Exercise –
Format the part of the data that opens with the line containing "It was reported that the man's arm" and closes with the line containing "234;28;300;91", both included, as a JSON list of strings with one string per line and no blank lines.

⟨

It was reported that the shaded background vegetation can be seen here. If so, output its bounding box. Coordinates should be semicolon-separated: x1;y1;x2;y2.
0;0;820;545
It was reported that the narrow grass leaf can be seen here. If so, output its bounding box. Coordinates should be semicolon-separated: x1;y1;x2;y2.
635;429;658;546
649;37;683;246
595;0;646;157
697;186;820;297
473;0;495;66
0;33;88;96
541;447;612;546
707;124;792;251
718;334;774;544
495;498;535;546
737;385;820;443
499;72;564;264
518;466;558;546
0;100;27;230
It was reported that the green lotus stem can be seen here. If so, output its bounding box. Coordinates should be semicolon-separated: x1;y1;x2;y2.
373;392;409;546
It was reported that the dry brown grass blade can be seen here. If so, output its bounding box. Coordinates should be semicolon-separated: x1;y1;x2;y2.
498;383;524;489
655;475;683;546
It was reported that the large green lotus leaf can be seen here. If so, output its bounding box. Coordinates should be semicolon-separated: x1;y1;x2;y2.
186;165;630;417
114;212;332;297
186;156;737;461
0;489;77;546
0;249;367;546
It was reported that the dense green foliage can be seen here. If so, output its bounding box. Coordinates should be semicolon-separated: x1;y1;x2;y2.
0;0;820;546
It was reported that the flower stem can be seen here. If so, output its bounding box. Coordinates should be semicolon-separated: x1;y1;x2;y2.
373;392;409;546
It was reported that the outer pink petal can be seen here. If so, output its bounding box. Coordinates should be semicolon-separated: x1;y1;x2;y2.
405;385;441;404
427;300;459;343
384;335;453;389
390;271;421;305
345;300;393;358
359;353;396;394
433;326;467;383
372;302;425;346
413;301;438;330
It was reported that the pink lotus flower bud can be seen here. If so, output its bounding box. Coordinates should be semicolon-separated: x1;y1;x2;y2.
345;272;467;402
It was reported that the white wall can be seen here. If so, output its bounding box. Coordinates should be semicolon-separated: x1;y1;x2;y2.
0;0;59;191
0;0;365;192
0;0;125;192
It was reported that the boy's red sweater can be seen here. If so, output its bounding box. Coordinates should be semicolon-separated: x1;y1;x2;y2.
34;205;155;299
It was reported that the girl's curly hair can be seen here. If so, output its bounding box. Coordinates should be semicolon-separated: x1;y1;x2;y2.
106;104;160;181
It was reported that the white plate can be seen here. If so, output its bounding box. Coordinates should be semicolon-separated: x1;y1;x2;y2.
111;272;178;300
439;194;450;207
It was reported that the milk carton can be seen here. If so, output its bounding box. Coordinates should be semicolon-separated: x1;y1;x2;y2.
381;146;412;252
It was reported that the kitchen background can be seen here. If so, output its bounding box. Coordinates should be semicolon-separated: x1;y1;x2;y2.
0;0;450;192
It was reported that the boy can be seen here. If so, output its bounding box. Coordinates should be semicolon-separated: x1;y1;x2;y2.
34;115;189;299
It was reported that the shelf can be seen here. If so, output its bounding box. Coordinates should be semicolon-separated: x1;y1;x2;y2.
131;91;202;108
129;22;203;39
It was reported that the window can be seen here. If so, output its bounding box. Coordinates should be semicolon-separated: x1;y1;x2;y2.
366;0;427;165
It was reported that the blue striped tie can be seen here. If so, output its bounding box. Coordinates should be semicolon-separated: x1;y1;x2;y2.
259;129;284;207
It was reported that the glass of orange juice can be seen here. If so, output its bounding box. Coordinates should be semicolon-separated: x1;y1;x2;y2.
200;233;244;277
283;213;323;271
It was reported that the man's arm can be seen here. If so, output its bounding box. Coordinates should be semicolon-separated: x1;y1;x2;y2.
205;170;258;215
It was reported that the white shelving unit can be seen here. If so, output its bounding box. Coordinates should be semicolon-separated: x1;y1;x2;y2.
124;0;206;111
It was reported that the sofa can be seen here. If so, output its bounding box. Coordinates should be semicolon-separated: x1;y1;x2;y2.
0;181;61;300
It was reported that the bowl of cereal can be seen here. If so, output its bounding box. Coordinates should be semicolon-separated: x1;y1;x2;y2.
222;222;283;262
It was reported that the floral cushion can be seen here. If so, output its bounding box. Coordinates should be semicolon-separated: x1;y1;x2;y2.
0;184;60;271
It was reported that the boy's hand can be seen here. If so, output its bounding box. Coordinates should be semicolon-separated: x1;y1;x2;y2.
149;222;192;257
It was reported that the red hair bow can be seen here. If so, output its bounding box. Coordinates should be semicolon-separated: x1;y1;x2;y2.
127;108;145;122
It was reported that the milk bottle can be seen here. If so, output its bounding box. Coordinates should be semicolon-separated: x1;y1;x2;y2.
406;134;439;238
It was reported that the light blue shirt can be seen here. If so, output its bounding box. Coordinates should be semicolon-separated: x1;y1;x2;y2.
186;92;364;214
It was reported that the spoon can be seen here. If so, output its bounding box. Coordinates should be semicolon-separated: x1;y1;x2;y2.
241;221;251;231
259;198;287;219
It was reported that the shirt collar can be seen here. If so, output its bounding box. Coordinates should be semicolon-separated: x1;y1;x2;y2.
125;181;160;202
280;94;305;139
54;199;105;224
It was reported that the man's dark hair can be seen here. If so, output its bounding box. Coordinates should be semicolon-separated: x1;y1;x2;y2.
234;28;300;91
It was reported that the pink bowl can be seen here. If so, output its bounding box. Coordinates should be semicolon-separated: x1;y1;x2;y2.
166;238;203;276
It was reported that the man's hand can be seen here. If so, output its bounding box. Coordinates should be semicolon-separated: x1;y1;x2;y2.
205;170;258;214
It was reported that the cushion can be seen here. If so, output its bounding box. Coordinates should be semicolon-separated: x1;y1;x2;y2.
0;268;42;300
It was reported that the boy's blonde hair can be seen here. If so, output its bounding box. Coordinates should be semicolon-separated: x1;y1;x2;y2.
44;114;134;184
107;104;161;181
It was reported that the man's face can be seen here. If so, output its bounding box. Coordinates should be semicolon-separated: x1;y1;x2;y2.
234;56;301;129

⟩

Result below –
[
  "It was reported that the man's arm can be seen here. If so, output its bounding box. Coordinates should be semicolon-separated: x1;y1;x2;y2.",
  "205;170;258;215",
  "It was reported that the white shelving unit can be seen here. If so, output its bounding box. Coordinates should be semicolon-separated: x1;y1;x2;y2.",
  "124;0;206;111",
  "It was reported that the sofa can be seen here. If so, output its bounding box. Coordinates should be semicolon-separated: x1;y1;x2;y2.",
  "0;181;61;300",
  "It was reported that the bowl of cereal can be seen here. If so, output its bounding box. Coordinates should be semicolon-separated: x1;y1;x2;y2.",
  "222;222;283;262",
  "It was reported that the floral cushion can be seen here. If so, output its bounding box. Coordinates should be semicolon-separated: x1;y1;x2;y2.",
  "0;184;60;271",
  "It was reported that the boy's hand can be seen here. If so, output its bounding box. Coordinates should be semicolon-separated: x1;y1;x2;y2.",
  "149;222;192;257",
  "It was reported that the red hair bow can be seen here. If so, output its bounding box. Coordinates should be semicolon-separated: x1;y1;x2;y2.",
  "127;108;145;122",
  "It was reported that the milk bottle can be seen here. If so, output its bounding box. Coordinates should be semicolon-separated: x1;y1;x2;y2.",
  "406;134;439;238",
  "It was reported that the light blue shirt can be seen here. If so, output its bounding box. Coordinates should be semicolon-separated: x1;y1;x2;y2.",
  "186;92;364;214",
  "It was reported that the spoon can be seen here. If so, output its bounding box. Coordinates should be semicolon-separated: x1;y1;x2;y2.",
  "241;221;251;231",
  "259;198;287;219",
  "It was reported that the shirt collar can be seen here. If so, output its bounding box. Coordinates should be semicolon-separated: x1;y1;x2;y2.",
  "125;181;160;202",
  "280;94;305;139",
  "54;199;105;224",
  "It was reported that the man's dark hair can be seen here. If so, output its bounding box. Coordinates should be semicolon-separated: x1;y1;x2;y2.",
  "234;28;300;91"
]